- Text block
— Begin —
Imagine that. Imagine a gangly, lumbering kid who can neither drive nor vote, who cuts his own hair (badly) and doesn't know better than to sprawl headlong over the hallowed greensward, dirtying up his shirts something awful, who dropped out of school and out of last year's Wimbledon with two torn ligaments in his left ankle. Suddenly, this 6'2", 175-pound infant who has been on the tour barely a year turns up as a first everything. He's the first from his country, the first non-seed and the youngest player ever to win Wimbledon. Sure, it's easy to agree with the company line that Becker stormed through the draw and defeated the estimable Kevin Curren 6-3, 6-7, 7-6, 6-4 in Sunday's final simply because he didn't realize where he was. Rubbish.
The children of destiny know exactly where they are, what they're doing and, especially, when it's their time. Bjorn Borg made the quarters at Wimbledon at 17 and won it at 20. McEnroe reached the semis at 18 and was champion at 22. Connors won the tournament at 21, the great Rod Laver at 22. So Becker has a serious start on all of them. But they knew, too. What is your ambition, Boris, now that you have won the championship? "I am playing Indianapolis," he said, "...to win the next tournament." Hey, Boom Boom knew.
— End —
- Challenge 1
Answer these questions from the Becker passage:
(a) By what score did Becker defeat Kevin Curren in the final?
(b) At what age did Bjorn Borg win Wimbledon?
(c) Which tournament did Becker say he was playing next?
- Challenge 2
List every tennis player other than Becker who is named in the Becker passage.
The listing below is not needed.

- Raw data
— Begin —
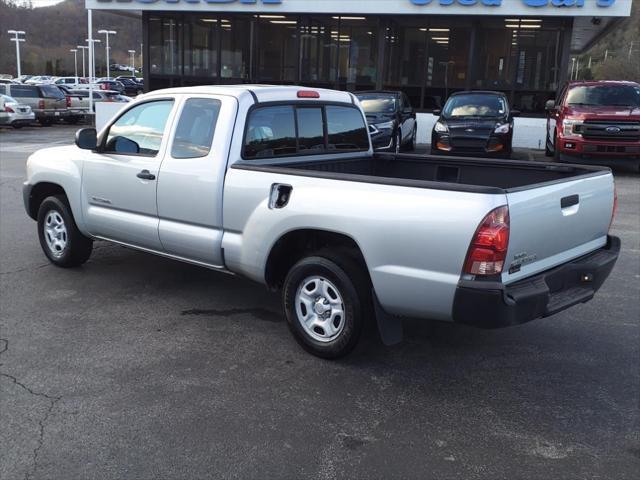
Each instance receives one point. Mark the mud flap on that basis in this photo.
(389, 326)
— End —
- Solution 1
(a) 6-3, 6-7, 7-6, 6-4
(b) 20
(c) Indianapolis

- Solution 2
Kevin Curren
Bjorn Borg
McEnroe
Connors
Rod Laver